** Your assignment **
Set down each line exactly, beginning with the one that contains "Can you find the wooden fence" and continuing through the last line of the listing, and nothing else.

** Dataset extract **
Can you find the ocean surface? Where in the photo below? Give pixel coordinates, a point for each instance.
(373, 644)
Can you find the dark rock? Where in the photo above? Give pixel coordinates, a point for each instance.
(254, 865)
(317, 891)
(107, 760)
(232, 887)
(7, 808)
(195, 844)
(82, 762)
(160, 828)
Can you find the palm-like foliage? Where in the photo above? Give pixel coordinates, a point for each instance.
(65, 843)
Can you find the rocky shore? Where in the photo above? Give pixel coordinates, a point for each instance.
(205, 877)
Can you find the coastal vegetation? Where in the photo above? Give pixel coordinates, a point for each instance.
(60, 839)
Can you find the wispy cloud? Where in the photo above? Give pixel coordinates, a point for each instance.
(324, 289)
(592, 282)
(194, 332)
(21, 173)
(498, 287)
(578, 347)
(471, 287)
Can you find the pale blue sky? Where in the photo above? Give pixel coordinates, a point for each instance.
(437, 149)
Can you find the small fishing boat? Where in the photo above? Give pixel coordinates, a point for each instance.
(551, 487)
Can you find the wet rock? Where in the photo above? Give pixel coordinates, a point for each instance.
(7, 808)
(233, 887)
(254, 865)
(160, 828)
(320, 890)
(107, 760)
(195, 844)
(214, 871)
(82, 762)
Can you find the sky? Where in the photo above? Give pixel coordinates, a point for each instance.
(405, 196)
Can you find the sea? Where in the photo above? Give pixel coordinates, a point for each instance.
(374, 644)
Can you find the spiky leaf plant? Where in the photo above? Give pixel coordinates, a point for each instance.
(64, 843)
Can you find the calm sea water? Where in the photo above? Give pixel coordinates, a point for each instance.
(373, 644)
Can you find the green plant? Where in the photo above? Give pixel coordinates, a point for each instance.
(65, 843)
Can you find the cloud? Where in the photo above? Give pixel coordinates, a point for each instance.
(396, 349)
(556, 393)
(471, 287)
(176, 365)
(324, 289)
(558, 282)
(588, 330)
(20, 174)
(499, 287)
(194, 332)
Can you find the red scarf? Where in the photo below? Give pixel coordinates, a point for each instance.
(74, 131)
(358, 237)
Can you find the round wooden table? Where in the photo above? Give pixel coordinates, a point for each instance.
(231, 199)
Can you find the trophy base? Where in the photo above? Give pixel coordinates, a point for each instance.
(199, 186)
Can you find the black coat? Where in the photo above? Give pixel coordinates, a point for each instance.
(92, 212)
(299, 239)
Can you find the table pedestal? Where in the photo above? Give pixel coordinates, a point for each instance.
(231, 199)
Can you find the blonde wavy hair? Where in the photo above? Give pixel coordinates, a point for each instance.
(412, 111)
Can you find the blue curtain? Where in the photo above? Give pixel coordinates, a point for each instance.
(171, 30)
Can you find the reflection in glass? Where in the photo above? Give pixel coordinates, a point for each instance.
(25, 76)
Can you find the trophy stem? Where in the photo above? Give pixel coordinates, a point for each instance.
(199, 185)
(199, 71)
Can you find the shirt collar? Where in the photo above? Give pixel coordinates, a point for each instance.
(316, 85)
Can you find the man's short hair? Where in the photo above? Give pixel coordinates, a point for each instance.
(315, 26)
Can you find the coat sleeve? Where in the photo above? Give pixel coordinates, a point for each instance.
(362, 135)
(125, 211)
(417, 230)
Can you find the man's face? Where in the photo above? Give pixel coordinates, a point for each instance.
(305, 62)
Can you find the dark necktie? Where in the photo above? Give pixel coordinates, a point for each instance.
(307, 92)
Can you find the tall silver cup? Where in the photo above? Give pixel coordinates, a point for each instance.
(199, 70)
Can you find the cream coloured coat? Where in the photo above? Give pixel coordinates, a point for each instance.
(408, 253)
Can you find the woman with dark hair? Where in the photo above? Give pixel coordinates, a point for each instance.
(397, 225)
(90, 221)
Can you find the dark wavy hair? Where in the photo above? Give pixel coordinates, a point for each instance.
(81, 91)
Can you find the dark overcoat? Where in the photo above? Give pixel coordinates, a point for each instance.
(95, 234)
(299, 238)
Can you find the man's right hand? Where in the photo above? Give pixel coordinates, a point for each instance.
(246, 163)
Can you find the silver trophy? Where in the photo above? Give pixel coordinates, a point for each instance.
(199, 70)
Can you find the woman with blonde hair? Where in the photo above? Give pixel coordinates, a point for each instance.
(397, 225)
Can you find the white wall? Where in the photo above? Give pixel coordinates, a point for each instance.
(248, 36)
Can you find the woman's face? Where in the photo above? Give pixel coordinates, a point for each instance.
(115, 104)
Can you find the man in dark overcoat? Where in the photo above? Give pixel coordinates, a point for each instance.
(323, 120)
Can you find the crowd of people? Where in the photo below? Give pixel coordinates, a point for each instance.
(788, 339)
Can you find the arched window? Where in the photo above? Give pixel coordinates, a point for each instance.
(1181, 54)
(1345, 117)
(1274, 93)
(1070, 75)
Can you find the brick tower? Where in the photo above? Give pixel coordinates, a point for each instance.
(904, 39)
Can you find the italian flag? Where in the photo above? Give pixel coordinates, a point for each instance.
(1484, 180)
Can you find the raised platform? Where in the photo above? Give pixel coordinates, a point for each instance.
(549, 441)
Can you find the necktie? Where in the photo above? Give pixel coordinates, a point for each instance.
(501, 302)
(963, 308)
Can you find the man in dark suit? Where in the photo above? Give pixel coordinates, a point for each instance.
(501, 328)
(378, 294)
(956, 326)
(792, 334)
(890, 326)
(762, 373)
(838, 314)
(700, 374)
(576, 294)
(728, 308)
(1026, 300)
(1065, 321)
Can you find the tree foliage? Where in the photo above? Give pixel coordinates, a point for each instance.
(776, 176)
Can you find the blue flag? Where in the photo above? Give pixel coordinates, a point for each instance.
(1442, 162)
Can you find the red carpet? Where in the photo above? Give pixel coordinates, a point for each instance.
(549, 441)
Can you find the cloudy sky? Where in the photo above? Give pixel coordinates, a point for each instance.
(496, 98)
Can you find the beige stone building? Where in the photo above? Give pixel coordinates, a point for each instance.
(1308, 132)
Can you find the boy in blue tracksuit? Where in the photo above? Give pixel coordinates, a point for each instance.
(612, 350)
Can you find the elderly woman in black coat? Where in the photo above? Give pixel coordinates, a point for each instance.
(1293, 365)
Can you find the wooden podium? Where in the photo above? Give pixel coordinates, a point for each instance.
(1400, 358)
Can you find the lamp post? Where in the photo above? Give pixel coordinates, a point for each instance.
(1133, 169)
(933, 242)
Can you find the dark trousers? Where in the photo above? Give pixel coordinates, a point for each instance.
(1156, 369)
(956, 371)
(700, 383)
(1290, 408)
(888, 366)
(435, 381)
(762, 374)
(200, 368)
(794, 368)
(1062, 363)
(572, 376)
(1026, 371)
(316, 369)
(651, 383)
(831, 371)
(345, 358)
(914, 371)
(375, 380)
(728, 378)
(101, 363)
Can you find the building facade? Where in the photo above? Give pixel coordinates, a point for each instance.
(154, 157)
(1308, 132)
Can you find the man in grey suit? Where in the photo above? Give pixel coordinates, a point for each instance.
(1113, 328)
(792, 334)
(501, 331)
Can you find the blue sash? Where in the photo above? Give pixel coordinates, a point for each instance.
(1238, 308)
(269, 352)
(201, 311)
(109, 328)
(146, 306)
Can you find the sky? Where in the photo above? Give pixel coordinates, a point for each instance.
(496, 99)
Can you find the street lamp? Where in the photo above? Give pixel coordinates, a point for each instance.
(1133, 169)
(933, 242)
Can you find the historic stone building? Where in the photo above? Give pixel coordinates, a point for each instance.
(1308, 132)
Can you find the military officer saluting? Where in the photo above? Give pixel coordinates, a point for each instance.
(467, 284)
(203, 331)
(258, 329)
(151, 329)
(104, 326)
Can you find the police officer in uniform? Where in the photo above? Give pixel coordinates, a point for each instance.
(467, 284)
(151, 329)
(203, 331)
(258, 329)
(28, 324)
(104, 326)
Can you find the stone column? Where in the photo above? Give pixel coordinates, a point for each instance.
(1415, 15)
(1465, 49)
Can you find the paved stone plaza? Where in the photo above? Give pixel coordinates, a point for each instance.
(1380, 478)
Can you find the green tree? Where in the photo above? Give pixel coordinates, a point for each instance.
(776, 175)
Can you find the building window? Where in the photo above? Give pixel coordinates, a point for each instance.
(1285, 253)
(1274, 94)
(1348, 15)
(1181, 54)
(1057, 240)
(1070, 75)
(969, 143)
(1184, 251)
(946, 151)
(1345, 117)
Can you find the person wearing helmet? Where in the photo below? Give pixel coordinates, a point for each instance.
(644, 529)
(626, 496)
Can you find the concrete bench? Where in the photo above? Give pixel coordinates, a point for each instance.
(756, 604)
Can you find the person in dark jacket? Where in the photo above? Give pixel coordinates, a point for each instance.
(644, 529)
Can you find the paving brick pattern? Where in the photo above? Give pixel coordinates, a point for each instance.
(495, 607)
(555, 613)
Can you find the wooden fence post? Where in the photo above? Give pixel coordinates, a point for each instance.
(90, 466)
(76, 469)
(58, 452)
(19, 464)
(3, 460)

** Answer below **
Can you find the wooden fence post? Where in the photo above? Give pixel coordinates, a point for each instance.
(90, 466)
(76, 469)
(58, 452)
(19, 464)
(3, 460)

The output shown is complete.